PAGE EXTRACT

As said before, the four basic AI virtues cover all common principles of AI ethics as described in prior discourses (Fjeld et al., 2020; Floridi et al., 2018; Hagendorff, 2020; Jobin et al., 2019; Morley et al., 2020). They are the precondition for putting principles into practice by representing different motivational settings for steering decision making processes in AI research and development in the right direction. But stipulating those four basic AI virtues is not enough. Tackling ethics problems in practice also needs second-order virtues that enable professionals to deal with “bounded ethicality”.
4 Second-Order AI Virtues—a Response to Bounded Ethicality
When using a simple ethical theory, one can assume that individuals go through three phases. First, individuals perceive that they are confronted with a moral decision they have to make. Secondly, they reflect on ethical principles and come up with a moral judgment. And finally, they act accordingly to these judgments and therefore act morally. But individuals do not actually behave this way. In fact, moral judgments are in most cases not influenced by moral reasoning (Haidt, 2001). Moral judgments are done intuitively, and moral reasoning is used in hindsight to justify one’s initial reaction. In short, typically, moral action precedes moral judgment. This leads to consequences for AI ethics. It shows that parts of current ethics initiatives can be reduced to plain “justifications” for the status quo of technology development—or at least they are adopted to it. For instance, the most commonly stressed AI ethics principles are fairness, accountability, explainability, transparency, privacy and safety (Hagendorff, 2020). However, these are issues for which a lot of technical solutions already exist and where a lot of research is done anyhow. Hence, AI ethics initiatives are simply reaffirming existing practices. On a macro level, this stands in correspondence with the aforementioned fact that moral judgments do not determine, but rather follow or explain prior decision making processes.
Although explicit ethics training may improve AI practitioners’ intellectual understanding of ethics itself, there are many limitations restricting ethical decision making in practice, no matter how comprehensive one’s knowledge on ethical theories is. Many reasons for unethical behavior are resulting from environmental influences on human behavior and limitations through bounded rationality or, to be more precise, “bounded ethicality” (Bazerman & Tenbrunsel, 2011; Tenbrunsel & Messick, 2004). Bounded ethicality is an umbrella term that is used in moral psychology to name environmental as well as intrapersonal factors that can thwart ethical decision making in practice. Hence, in order to address bounded ethicality, AI ethics programs are in need of specific virtues, namely virtues that help to “debias” ethical decision making in order to overcome bounded ethicality.
The first step to successively dissolve bounded ethicality is to inform AI practitioners not about the importance of machine biases, but psychological biases as well as situational forces. Here, two second-order virtues come into play, namely prudence and fortitude (see Table 2). In Aristotelian virtue ethics, prudence (or phrónēsis) guides the enactment of individual virtues in unique moral situations, meaning that a person can intelligently express virtuous behavior (Aristotle et al., 2012). As a unifying intellectual virtue, prudence also gains center stage in modern virtue-based approaches to engineering ethics (Frigo et al., 2021). In this paper, prudence plays a similar role and is used in combination with another virtue, namely fortitude. While both virtues may help to overcome bounded ethicality, they are at the same time enablers for living up to the basic virtues. Individual psychological biases as well as situational forces can get in the way of acting justly, honestly, responsibly or caringly. Prudence and fortitude are the answers to the many forces that may restrict basic AI virtues, where prudence is aiming primarily at individual factors, while fortitude addresses supra-individual issues that can impair ethical decision making in AI research and development.

GIVEN TASK A
In the passage on AI virtues, which two second-order virtues are named as coming into play against bounded ethicality?
GIVEN TASK B
From the passage on AI virtues, extract the text starting with "Although explicit ethics" and going on through "overcome bounded ethicality.".
The listing has no connection to the passage on AI virtues.

DATA EXCERPTS
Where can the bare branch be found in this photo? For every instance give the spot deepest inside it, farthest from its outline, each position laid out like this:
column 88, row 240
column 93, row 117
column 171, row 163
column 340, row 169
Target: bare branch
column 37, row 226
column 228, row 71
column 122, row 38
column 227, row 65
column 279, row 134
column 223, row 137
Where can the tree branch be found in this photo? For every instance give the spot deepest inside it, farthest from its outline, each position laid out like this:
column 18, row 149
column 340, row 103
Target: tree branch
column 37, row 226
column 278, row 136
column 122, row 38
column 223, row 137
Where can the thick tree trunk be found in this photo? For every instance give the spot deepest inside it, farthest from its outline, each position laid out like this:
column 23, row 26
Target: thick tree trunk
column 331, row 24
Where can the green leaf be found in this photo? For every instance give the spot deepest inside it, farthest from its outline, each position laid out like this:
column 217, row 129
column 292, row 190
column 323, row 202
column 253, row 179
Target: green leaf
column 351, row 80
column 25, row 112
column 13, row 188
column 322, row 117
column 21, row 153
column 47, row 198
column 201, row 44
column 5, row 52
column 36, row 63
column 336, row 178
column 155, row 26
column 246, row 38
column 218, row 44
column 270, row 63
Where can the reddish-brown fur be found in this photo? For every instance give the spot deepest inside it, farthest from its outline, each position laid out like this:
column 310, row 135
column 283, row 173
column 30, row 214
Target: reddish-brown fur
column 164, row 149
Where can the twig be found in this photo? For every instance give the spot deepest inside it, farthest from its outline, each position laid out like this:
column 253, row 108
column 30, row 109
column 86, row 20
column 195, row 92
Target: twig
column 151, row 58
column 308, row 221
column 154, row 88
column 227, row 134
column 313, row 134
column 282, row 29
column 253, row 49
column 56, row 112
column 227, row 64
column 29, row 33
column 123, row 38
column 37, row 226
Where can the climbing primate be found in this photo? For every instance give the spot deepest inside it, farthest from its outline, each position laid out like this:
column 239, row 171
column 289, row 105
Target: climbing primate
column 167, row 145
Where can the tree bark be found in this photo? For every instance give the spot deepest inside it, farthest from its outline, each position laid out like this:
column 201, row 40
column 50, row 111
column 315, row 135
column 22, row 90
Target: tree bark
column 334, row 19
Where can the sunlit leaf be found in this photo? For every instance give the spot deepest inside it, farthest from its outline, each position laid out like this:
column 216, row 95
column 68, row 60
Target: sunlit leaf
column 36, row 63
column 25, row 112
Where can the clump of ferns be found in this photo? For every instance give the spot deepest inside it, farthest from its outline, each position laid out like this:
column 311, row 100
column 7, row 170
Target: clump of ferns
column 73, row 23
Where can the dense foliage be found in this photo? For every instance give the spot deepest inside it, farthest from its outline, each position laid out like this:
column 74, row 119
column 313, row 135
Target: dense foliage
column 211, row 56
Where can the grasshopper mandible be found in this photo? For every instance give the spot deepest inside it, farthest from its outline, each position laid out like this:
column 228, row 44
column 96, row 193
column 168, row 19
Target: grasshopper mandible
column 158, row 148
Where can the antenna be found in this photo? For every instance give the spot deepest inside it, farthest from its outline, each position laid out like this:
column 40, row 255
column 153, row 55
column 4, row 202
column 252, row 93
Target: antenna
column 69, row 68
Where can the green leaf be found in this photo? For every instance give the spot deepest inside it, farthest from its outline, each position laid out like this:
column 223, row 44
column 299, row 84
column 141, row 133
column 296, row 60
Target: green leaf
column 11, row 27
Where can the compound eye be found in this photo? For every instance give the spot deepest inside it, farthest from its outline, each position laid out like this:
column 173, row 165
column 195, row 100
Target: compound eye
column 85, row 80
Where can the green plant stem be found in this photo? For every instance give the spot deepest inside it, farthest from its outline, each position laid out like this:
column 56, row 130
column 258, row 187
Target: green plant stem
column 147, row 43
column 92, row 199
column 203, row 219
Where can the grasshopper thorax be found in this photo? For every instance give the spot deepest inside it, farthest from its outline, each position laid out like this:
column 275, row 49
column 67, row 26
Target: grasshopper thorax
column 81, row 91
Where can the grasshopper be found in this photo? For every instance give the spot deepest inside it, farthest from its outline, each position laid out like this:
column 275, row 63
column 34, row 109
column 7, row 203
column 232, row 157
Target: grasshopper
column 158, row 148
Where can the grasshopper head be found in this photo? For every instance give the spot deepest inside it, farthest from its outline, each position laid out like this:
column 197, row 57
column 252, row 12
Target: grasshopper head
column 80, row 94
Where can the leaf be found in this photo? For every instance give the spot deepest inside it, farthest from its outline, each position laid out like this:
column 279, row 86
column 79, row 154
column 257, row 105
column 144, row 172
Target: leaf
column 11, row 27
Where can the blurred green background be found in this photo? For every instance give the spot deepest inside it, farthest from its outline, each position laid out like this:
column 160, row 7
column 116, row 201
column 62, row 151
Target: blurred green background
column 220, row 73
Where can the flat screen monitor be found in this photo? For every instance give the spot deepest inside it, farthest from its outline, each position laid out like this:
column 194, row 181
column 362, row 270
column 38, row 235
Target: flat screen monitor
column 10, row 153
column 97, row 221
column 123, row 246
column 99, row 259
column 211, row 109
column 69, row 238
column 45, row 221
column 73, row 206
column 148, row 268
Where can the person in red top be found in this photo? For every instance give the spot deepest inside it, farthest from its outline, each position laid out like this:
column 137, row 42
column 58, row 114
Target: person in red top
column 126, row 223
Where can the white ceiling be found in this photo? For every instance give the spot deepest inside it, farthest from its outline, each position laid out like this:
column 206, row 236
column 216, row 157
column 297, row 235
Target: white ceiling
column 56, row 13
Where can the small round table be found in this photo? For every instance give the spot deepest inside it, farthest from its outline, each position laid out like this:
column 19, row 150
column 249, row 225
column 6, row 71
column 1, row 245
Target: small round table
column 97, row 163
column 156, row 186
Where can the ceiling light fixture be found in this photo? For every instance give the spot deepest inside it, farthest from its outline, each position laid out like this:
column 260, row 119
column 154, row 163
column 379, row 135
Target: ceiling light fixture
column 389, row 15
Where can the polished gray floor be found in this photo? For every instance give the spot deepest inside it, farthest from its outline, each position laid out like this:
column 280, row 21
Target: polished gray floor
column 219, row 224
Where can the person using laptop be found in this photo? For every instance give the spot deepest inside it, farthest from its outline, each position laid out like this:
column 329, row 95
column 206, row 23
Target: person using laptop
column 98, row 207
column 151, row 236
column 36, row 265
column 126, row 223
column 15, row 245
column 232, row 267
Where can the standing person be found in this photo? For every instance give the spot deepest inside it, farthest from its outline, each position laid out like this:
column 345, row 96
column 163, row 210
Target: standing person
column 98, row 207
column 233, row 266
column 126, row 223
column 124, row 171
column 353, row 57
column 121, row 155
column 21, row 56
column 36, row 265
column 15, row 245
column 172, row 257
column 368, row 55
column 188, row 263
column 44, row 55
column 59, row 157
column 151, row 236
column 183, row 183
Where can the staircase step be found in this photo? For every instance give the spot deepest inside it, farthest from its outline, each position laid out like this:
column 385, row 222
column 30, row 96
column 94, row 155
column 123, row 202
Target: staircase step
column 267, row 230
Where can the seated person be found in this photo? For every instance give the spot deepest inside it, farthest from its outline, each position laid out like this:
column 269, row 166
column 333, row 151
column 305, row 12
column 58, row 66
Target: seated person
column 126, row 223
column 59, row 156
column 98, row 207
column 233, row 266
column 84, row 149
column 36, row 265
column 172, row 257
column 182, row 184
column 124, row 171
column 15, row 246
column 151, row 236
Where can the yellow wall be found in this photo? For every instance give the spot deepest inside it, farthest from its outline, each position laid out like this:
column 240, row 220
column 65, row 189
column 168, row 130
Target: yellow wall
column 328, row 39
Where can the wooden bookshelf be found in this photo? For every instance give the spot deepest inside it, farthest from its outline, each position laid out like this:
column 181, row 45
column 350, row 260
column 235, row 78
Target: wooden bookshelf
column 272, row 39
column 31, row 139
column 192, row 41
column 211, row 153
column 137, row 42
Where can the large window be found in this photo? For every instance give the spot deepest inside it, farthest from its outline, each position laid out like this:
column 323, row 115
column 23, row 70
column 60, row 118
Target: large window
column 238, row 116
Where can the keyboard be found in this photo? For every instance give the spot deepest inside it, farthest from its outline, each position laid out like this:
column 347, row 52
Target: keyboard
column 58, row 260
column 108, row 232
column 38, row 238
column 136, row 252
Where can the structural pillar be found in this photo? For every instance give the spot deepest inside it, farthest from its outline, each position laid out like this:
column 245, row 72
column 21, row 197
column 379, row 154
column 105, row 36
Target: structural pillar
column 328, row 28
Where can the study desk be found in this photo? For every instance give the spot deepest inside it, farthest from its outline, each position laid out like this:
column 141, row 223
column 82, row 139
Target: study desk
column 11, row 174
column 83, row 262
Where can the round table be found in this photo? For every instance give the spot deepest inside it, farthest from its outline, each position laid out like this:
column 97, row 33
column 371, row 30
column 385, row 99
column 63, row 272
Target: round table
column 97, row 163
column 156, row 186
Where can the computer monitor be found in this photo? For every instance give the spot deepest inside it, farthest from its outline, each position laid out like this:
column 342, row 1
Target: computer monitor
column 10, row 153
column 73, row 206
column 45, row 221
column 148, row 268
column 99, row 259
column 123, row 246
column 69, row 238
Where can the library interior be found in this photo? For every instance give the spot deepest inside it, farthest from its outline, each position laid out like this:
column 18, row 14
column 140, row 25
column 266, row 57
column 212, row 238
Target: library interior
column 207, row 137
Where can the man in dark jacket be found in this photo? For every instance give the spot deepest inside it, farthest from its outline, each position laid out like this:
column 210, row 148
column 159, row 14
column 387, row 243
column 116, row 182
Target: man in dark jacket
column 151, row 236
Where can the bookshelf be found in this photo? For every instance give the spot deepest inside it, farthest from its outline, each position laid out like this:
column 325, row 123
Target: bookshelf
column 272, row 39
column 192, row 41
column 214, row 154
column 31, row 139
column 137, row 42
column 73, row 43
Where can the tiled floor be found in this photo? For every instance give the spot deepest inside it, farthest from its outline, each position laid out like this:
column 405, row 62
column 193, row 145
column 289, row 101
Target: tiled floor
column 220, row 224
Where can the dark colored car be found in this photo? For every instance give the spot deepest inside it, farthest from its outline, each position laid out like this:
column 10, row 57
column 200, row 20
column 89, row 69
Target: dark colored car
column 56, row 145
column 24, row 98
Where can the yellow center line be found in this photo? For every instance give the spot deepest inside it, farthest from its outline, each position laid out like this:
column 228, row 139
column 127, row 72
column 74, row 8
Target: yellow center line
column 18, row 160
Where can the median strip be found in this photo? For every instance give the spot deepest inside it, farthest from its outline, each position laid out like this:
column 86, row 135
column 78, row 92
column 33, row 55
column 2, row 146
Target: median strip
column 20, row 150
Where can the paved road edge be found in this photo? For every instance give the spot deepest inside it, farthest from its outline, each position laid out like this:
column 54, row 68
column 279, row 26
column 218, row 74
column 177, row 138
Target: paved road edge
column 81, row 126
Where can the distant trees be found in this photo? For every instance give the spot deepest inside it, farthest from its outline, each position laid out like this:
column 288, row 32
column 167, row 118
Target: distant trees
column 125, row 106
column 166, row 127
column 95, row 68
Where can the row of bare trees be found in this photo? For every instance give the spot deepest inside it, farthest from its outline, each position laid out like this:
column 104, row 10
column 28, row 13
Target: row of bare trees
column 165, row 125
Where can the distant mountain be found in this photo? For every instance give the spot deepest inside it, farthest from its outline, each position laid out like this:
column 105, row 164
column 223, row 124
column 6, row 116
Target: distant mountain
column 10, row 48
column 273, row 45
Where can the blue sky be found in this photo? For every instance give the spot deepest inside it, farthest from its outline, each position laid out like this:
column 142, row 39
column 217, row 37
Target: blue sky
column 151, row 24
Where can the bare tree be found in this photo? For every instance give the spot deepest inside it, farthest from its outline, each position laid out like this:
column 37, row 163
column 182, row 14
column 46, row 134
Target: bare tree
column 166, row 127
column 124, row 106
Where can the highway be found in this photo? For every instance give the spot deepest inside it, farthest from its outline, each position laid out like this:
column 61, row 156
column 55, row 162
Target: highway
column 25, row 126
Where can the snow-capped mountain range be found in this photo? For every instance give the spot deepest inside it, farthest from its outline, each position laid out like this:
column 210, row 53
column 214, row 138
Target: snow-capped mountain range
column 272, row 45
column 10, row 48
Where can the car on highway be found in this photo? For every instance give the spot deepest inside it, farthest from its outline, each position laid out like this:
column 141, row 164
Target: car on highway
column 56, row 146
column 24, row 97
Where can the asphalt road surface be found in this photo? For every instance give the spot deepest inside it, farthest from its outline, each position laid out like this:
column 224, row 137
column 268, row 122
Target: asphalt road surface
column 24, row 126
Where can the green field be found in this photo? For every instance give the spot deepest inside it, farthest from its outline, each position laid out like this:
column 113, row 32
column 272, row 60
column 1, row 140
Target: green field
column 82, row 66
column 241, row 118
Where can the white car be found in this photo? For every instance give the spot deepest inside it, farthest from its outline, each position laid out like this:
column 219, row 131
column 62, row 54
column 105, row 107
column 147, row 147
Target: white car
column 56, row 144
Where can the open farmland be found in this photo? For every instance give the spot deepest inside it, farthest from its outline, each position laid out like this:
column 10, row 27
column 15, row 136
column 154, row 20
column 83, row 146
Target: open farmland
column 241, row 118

WRITTEN REPLY A
Prudence and fortitude.

WRITTEN REPLY B
Although explicit ethics training may improve AI practitioners’ intellectual understanding of ethics itself, there are many limitations restricting ethical decision making in practice, no matter how comprehensive one’s knowledge on ethical theories is. Many reasons for unethical behavior are resulting from environmental influences on human behavior and limitations through bounded rationality or, to be more precise, “bounded ethicality” (Bazerman & Tenbrunsel, 2011; Tenbrunsel & Messick, 2004). Bounded ethicality is an umbrella term that is used in moral psychology to name environmental as well as intrapersonal factors that can thwart ethical decision making in practice. Hence, in order to address bounded ethicality, AI ethics programs are in need of specific virtues, namely virtues that help to “debias” ethical decision making in order to overcome bounded ethicality.